Files
git.stella-ops.org/docs/operations/runbooks/orchestrator-promotion-stuck.md

3.9 KiB

Runbook: Release Orchestrator - Promotion Job Not Progressing

Sprint: SPRINT_20260117_029_DOCS_runbook_coverage Task: RUN-004 - Release Orchestrator Runbooks

Metadata

Field Value
Component Release Orchestrator
Severity Critical
On-call scope Platform team, Release team
Last updated 2026-01-17
Doctor check check.orchestrator.job-health

Symptoms

  • Promotion job stuck in "in_progress" state for >10 minutes
  • No progress updates in promotion timeline
  • Alert OrchestratorPromotionStuck firing
  • UI shows promotion spinner indefinitely
  • Downstream environment not receiving promoted artifact

Impact

Impact Type Description
User-facing Release blocked, cannot promote to target environment
Data integrity Artifact is safe; promotion can be retried
SLA impact Release SLO violated if not resolved within 30 minutes

Diagnosis

Quick checks

  1. Check Doctor diagnostics:

    stella doctor --check check.orchestrator.job-health
    
  2. Check promotion status:

    stella promotion status <promotion-id>
    

    Look for: Current step, last update time, any error messages

  3. Check orchestrator service:

    stella orch status
    

Deep diagnosis

  1. Get detailed promotion trace:

    stella promotion trace <promotion-id> --verbose
    

    Look for: Which step is stuck, any timeouts

  2. Check gate evaluation status:

    stella promotion gates <promotion-id>
    

    Problem if: Gate stuck waiting for external service

  3. Check target environment connectivity:

    stella orch connectivity --target <env-name>
    
  4. Check for lock contention:

    stella orch locks list
    

    Problem if: Stale locks on the artifact or environment


Resolution

Immediate mitigation

  1. If gate is stuck waiting for external service:

    # Skip the stuck gate (requires approval)
    stella promotion gate skip <promotion-id> <gate-name> --reason "External service timeout"
    
  2. If lock is stale:

    # Release the lock (use with caution)
    stella orch locks release <lock-id> --force
    
  3. If orchestrator is unresponsive:

    stella service restart orchestrator
    

Root cause fix

If external gate service is slow:

  1. Increase gate timeout:

    stella orch config set gates.<gate-name>.timeout 5m
    
  2. Configure gate retry:

    stella orch config set gates.<gate-name>.retries 3
    

If target environment is unreachable:

  1. Check network connectivity to target
  2. Verify credentials for target environment:
    stella orch credentials verify --target <env-name>
    

If database lock contention:

  1. Increase lock timeout:

    stella orch config set locks.timeout 60s
    
  2. Enable optimistic locking:

    stella orch config set locks.mode optimistic
    

Verification

# Check promotion completed
stella promotion status <promotion-id>

# Verify artifact in target environment
stella orch artifacts list --env <target-env> --filter <artifact-digest>

# Check no stuck promotions
stella promotion list --status in_progress --older-than 5m

Prevention

  • Timeouts: Configure appropriate timeouts for all gates
  • Monitoring: Alert on promotions stuck > 10 minutes
  • Health checks: Enable connectivity pre-checks before promotion
  • Documentation: Document SLAs for external gate services

  • Architecture: docs/modules/release-orchestrator/architecture.md
  • Related runbooks: orchestrator-gate-timeout.md, orchestrator-evidence-missing.md
  • Dashboard: Grafana > Stella Ops > Release Orchestrator

Extracted entries:

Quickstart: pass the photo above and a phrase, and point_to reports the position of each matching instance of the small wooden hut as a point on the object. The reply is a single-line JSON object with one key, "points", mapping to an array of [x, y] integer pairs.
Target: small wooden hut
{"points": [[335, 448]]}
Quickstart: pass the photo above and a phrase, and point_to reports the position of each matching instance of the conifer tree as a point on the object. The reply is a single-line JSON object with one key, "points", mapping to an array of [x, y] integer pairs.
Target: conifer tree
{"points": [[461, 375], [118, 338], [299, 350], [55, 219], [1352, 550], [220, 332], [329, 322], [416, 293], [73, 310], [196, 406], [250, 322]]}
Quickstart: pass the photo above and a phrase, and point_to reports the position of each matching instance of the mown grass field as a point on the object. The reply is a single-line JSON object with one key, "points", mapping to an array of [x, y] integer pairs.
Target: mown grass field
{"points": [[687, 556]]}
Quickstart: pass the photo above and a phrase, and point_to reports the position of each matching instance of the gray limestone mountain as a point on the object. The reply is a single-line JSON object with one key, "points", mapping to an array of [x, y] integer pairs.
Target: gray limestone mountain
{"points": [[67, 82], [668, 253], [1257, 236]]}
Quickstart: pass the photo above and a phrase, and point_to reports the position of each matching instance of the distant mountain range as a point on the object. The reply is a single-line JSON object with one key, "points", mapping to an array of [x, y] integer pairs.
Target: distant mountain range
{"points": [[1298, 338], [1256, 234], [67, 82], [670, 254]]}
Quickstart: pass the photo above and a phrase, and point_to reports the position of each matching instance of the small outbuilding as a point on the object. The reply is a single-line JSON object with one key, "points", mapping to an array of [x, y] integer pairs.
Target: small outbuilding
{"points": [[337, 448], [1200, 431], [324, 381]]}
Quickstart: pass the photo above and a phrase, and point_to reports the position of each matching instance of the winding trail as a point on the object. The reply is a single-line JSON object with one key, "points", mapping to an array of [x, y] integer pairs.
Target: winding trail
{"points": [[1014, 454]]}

Problem to work on:
Reproduce word for word the part of the stuck-promotion runbook starting with "# Skip the stuck" and going on through "(use with caution)".

Response below:
# Skip the stuck gate (requires approval)
    stella promotion gate skip <promotion-id> <gate-name> --reason "External service timeout"
    
  2. If lock is stale:

    # Release the lock (use with caution)